**** DATASET RECORDS

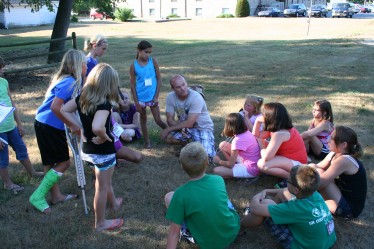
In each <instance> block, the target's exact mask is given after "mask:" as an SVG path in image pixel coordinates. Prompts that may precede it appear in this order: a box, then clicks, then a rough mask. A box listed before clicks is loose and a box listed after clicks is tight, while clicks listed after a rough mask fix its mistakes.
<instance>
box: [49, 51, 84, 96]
mask: <svg viewBox="0 0 374 249" xmlns="http://www.w3.org/2000/svg"><path fill="white" fill-rule="evenodd" d="M83 63H86V56H85V55H84V53H83V52H82V51H80V50H75V49H69V50H68V51H67V52H66V53H65V54H64V57H63V58H62V62H61V65H60V68H59V69H58V71H57V73H56V74H55V75H54V76H53V78H52V81H51V84H50V85H49V87H48V90H47V93H46V96H47V95H48V94H49V92H50V91H51V90H52V88H53V87H55V85H56V84H57V83H58V82H59V81H61V80H62V79H64V78H66V77H69V76H73V77H74V79H75V81H74V82H73V83H72V85H71V88H74V91H73V94H72V96H75V95H77V93H78V90H79V89H80V87H81V85H82V66H83Z"/></svg>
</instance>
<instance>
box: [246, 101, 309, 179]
mask: <svg viewBox="0 0 374 249" xmlns="http://www.w3.org/2000/svg"><path fill="white" fill-rule="evenodd" d="M262 115H263V116H262V117H259V118H257V119H256V122H255V125H254V127H253V134H254V135H255V136H256V137H258V136H259V134H260V126H261V125H262V124H264V131H263V135H264V136H263V137H265V140H266V141H268V139H270V141H269V143H268V144H267V146H266V148H264V149H262V150H261V159H260V160H259V161H258V163H257V166H258V168H259V169H260V170H261V172H263V173H266V174H268V175H274V176H279V177H281V178H284V179H286V178H288V177H289V172H290V170H291V169H292V167H294V166H296V165H300V164H306V163H307V154H306V149H305V145H304V141H303V139H302V138H301V136H300V134H299V132H298V131H297V130H296V129H295V128H294V127H293V125H292V120H291V117H290V116H289V115H288V112H287V109H286V108H285V107H284V106H283V105H282V104H281V103H267V104H264V105H263V107H262ZM264 133H265V134H264ZM266 133H267V135H266Z"/></svg>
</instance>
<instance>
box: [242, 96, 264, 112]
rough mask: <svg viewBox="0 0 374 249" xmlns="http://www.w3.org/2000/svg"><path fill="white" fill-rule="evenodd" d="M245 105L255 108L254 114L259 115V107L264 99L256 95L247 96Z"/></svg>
mask: <svg viewBox="0 0 374 249" xmlns="http://www.w3.org/2000/svg"><path fill="white" fill-rule="evenodd" d="M245 103H249V104H251V105H253V106H254V107H255V114H256V115H257V114H260V113H261V106H262V104H263V103H264V98H263V97H260V96H257V95H247V97H246V99H245Z"/></svg>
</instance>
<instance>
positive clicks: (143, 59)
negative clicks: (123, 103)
mask: <svg viewBox="0 0 374 249" xmlns="http://www.w3.org/2000/svg"><path fill="white" fill-rule="evenodd" d="M151 53H152V45H151V43H149V42H148V41H141V42H139V44H138V48H137V55H136V59H135V60H134V63H132V64H131V66H130V88H131V94H132V97H133V99H134V103H135V106H136V109H137V111H138V112H139V113H140V124H141V129H142V133H143V137H144V142H145V144H144V147H145V148H147V149H150V148H151V142H150V140H149V136H148V130H147V112H146V108H147V106H149V108H150V109H151V112H152V115H153V118H154V120H155V122H156V124H157V125H158V126H159V127H160V128H161V129H165V128H166V127H167V125H166V123H164V122H163V121H162V120H161V116H160V108H159V106H158V95H159V93H160V87H161V84H162V81H161V74H160V69H159V66H158V63H157V60H156V59H155V58H152V57H151V56H150V55H151Z"/></svg>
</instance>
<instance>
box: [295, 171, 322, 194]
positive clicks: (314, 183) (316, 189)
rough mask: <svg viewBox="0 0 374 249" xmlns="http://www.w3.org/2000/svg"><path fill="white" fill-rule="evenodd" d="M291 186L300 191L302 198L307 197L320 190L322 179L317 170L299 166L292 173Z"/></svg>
mask: <svg viewBox="0 0 374 249" xmlns="http://www.w3.org/2000/svg"><path fill="white" fill-rule="evenodd" d="M290 180H291V184H292V185H294V186H295V187H297V188H299V189H300V197H307V196H310V195H312V194H313V193H314V192H315V191H317V190H318V188H319V185H320V177H319V173H318V172H317V170H316V169H315V168H314V167H312V166H309V165H297V166H295V167H293V168H292V169H291V171H290Z"/></svg>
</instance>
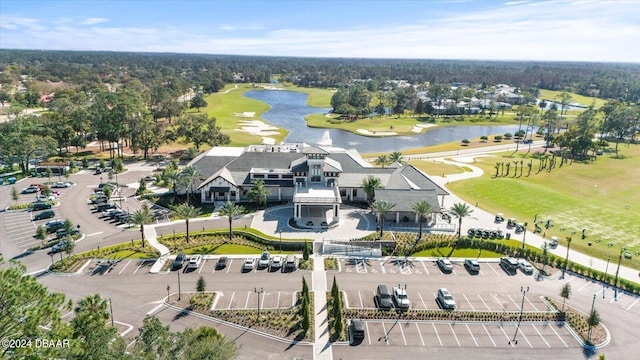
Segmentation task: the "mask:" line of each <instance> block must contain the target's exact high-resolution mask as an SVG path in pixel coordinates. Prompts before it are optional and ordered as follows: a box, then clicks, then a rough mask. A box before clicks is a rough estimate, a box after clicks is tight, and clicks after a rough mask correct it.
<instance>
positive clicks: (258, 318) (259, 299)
mask: <svg viewBox="0 0 640 360" xmlns="http://www.w3.org/2000/svg"><path fill="white" fill-rule="evenodd" d="M253 292H254V293H256V294H258V319H260V295H261V294H262V293H264V288H260V290H258V288H253Z"/></svg>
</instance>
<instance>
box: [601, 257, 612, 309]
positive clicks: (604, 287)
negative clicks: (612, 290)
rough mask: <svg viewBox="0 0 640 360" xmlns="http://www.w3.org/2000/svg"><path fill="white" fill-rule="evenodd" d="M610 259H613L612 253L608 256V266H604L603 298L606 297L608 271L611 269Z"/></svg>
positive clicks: (607, 260)
mask: <svg viewBox="0 0 640 360" xmlns="http://www.w3.org/2000/svg"><path fill="white" fill-rule="evenodd" d="M609 260H611V255H609V257H608V258H607V266H606V267H605V268H604V281H603V282H602V298H603V299H604V289H605V288H606V286H605V285H606V284H607V271H609Z"/></svg>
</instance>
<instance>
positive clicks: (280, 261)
mask: <svg viewBox="0 0 640 360" xmlns="http://www.w3.org/2000/svg"><path fill="white" fill-rule="evenodd" d="M281 267H282V256H278V255H275V256H274V257H272V258H271V264H270V265H269V269H280V268H281Z"/></svg>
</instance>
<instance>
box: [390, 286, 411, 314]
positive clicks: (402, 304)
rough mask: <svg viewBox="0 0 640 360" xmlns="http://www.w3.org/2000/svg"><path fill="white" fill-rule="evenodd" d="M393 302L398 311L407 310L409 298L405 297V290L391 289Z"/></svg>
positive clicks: (407, 297)
mask: <svg viewBox="0 0 640 360" xmlns="http://www.w3.org/2000/svg"><path fill="white" fill-rule="evenodd" d="M393 301H394V302H395V303H396V307H397V308H399V309H408V308H409V305H410V304H411V303H410V302H409V296H407V289H403V288H401V287H394V288H393Z"/></svg>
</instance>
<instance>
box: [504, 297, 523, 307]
mask: <svg viewBox="0 0 640 360" xmlns="http://www.w3.org/2000/svg"><path fill="white" fill-rule="evenodd" d="M507 297H508V298H509V300H511V302H512V303H513V305H515V306H516V309H519V308H520V304H518V303H517V302H516V301H515V300H513V298H512V297H511V295H509V294H507Z"/></svg>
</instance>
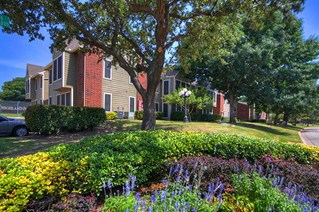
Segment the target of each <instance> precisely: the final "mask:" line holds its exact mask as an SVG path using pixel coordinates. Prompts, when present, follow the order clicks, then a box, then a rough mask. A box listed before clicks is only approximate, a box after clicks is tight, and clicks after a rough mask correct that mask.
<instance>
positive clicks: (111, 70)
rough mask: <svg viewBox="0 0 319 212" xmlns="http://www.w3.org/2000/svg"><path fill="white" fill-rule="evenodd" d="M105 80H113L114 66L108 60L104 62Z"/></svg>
mask: <svg viewBox="0 0 319 212" xmlns="http://www.w3.org/2000/svg"><path fill="white" fill-rule="evenodd" d="M104 78H106V79H112V64H111V61H108V60H104Z"/></svg>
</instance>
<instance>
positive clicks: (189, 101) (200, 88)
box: [164, 87, 214, 114]
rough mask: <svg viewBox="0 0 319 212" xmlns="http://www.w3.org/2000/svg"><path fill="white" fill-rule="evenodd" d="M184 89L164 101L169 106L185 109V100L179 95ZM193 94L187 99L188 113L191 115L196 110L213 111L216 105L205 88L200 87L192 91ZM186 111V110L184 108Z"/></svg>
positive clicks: (203, 87) (179, 91) (170, 94)
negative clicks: (170, 105)
mask: <svg viewBox="0 0 319 212" xmlns="http://www.w3.org/2000/svg"><path fill="white" fill-rule="evenodd" d="M182 89H183V88H180V89H178V90H176V91H175V92H174V93H171V94H168V95H166V96H164V100H165V102H166V103H168V104H172V105H178V106H179V107H180V108H184V98H182V97H180V96H179V95H178V94H179V92H180V91H181V90H182ZM191 92H192V94H191V95H190V96H189V97H187V107H188V113H189V114H191V113H192V112H193V111H194V110H196V109H199V110H212V108H213V105H214V99H213V98H212V96H211V95H210V94H209V93H208V91H207V89H206V88H205V87H198V88H195V89H192V90H191ZM184 110H185V108H184Z"/></svg>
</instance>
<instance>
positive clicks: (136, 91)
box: [136, 72, 147, 110]
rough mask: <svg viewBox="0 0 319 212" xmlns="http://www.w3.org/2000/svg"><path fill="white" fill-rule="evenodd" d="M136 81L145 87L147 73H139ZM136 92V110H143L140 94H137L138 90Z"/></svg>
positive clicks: (142, 98)
mask: <svg viewBox="0 0 319 212" xmlns="http://www.w3.org/2000/svg"><path fill="white" fill-rule="evenodd" d="M137 77H138V81H139V82H140V83H141V85H142V87H143V88H146V87H147V75H146V73H143V72H142V73H139V74H138V76H137ZM136 92H137V110H143V98H142V96H141V94H139V92H138V91H136Z"/></svg>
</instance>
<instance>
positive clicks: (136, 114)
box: [134, 110, 163, 120]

********

ACTIVITY =
Without any pictures, reproduce the lines from the first one in the material through the line that has "box: [242, 96, 264, 112]", exactly as they appear.

RESULT FOR THIS EXERCISE =
In each <instance> block, the target's exact mask is given after "mask:" as an SVG path in image pixel coordinates. Prompts that may precede it appear in this order: a box, then clicks, then a rough mask. A box listed before clicks is loose and a box listed after clicks is tight, while clicks listed after a rough mask fix its mistakes.
<instance>
box: [49, 51, 84, 96]
mask: <svg viewBox="0 0 374 249" xmlns="http://www.w3.org/2000/svg"><path fill="white" fill-rule="evenodd" d="M83 63H86V56H85V55H84V53H83V52H82V51H80V50H75V49H69V50H68V51H67V52H66V53H65V54H64V57H63V58H62V62H61V65H60V68H59V69H58V71H57V73H56V74H55V75H54V76H53V78H52V81H51V84H50V85H49V87H48V90H47V93H46V96H47V95H48V94H49V92H50V91H51V90H52V88H53V87H55V85H56V84H57V83H58V82H59V81H61V80H62V79H64V78H66V77H69V76H73V77H74V79H75V81H74V82H73V83H72V85H71V88H74V91H73V94H72V96H75V95H77V93H78V90H79V89H80V87H81V85H82V66H83Z"/></svg>
</instance>
<instance>
box: [246, 101, 309, 179]
mask: <svg viewBox="0 0 374 249" xmlns="http://www.w3.org/2000/svg"><path fill="white" fill-rule="evenodd" d="M262 115H263V116H262V117H259V118H257V119H256V122H255V125H254V127H253V134H254V135H255V136H256V137H258V136H259V134H260V126H261V125H262V124H264V131H263V135H264V136H263V137H265V140H266V141H268V139H270V141H269V143H268V144H267V146H266V148H264V149H262V150H261V159H260V160H259V161H258V163H257V166H258V168H259V169H260V170H261V172H263V173H266V174H268V175H274V176H279V177H281V178H284V179H286V178H288V177H289V172H290V170H291V169H292V167H294V166H296V165H300V164H306V163H307V154H306V149H305V145H304V141H303V139H302V138H301V136H300V134H299V132H298V131H297V130H296V129H295V128H294V127H293V125H292V120H291V117H290V116H289V115H288V112H287V109H286V108H285V107H284V106H283V105H282V104H281V103H267V104H264V105H263V107H262ZM264 133H265V134H264ZM266 133H267V135H266Z"/></svg>
</instance>
<instance>
box: [242, 96, 264, 112]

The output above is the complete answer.